Prompt
Your response needs to be the data below, retyped exactly.

[The records Boundary: Start]

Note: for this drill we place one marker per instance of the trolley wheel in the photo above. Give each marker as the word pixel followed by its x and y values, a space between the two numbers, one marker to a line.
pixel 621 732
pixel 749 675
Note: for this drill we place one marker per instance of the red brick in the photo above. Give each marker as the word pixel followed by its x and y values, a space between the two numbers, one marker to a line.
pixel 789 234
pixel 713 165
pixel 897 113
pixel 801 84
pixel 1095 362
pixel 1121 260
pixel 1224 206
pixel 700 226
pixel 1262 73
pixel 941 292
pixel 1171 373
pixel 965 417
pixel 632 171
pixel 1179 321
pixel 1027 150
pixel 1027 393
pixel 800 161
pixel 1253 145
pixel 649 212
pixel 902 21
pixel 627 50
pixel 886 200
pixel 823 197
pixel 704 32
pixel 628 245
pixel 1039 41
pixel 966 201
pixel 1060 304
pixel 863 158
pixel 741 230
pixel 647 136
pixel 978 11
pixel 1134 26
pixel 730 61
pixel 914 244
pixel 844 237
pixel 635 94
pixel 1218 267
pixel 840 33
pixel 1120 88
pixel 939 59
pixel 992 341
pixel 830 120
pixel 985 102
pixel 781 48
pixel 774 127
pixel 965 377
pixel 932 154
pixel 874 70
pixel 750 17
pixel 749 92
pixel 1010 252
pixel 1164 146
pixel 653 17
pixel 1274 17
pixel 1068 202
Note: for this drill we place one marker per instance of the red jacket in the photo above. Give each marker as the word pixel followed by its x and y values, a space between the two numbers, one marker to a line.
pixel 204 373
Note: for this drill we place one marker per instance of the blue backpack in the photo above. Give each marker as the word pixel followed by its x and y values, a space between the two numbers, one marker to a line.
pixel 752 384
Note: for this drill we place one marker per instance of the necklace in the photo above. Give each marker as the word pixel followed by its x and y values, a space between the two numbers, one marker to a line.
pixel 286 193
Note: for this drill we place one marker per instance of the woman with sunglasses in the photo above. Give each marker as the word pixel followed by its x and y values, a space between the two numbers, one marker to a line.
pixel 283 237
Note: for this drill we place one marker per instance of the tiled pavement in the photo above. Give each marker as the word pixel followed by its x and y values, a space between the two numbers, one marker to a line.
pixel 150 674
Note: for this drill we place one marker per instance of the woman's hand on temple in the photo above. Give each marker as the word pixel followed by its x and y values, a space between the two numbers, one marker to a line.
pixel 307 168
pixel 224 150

[The records Boundary: End]

Response area
Note: for this drill we place one marker per instance of the trolley wheel in the photo above. Give each marker as the word pixel followed by its x and y values, a space between the two numbers, one marker to a line.
pixel 621 732
pixel 749 675
Note: for this drill we place one marker per instance of the red brick in the photo above. Give each marker as the word pixel followed by its x and y values, a space between the two numbers, one marker to a line.
pixel 789 234
pixel 713 165
pixel 897 113
pixel 801 84
pixel 1095 362
pixel 1121 260
pixel 1224 206
pixel 700 226
pixel 1262 73
pixel 941 292
pixel 1171 373
pixel 965 417
pixel 632 171
pixel 1179 321
pixel 1027 150
pixel 1027 393
pixel 800 161
pixel 1253 145
pixel 649 212
pixel 902 21
pixel 627 50
pixel 886 200
pixel 823 197
pixel 704 32
pixel 628 245
pixel 1039 41
pixel 966 201
pixel 1060 304
pixel 863 158
pixel 741 230
pixel 647 136
pixel 978 11
pixel 1134 26
pixel 730 61
pixel 914 244
pixel 844 237
pixel 635 94
pixel 1218 267
pixel 840 33
pixel 1120 88
pixel 939 59
pixel 992 341
pixel 830 120
pixel 985 102
pixel 781 48
pixel 774 127
pixel 965 377
pixel 932 154
pixel 874 70
pixel 750 17
pixel 749 92
pixel 1010 252
pixel 1164 146
pixel 653 17
pixel 1274 17
pixel 1068 202
Note: for this drill we place one marker per instance of the red jacket in the photo above. Give each marker as the word pixel followed by its x and y values, a space between the two numbers, one marker to a line.
pixel 204 373
Note: for this drill we place one marker per instance of the blue backpack in the photo above. Give each marker as the word pixel followed by its x and y values, a space between the two numbers, one marker to a line.
pixel 752 384
Note: for this drill we place one marker per instance of the necklace in the photo above. Give each marker as the word pixel followed by its x and y values, a space between the two numbers, one marker to a line.
pixel 286 193
Note: for this drill we place one marker per instance of the woman with sunglasses in the photo above. Give each marker as the word pixel followed by its x and y values, a space between the two numbers, one marker to a line.
pixel 283 237
Note: for this drill we place one marker per instance of the tiled pavement in the photo above. Give each marker as the word pixel followed by its x and y values, a space between the two numbers, one marker to a line.
pixel 150 674
Note: for this drill we place one marker per instance of the woman's hand on temple in the photo above. Give each marker as the word pixel followed by its x and y values, a space between the two numbers, one marker to a line.
pixel 307 168
pixel 224 150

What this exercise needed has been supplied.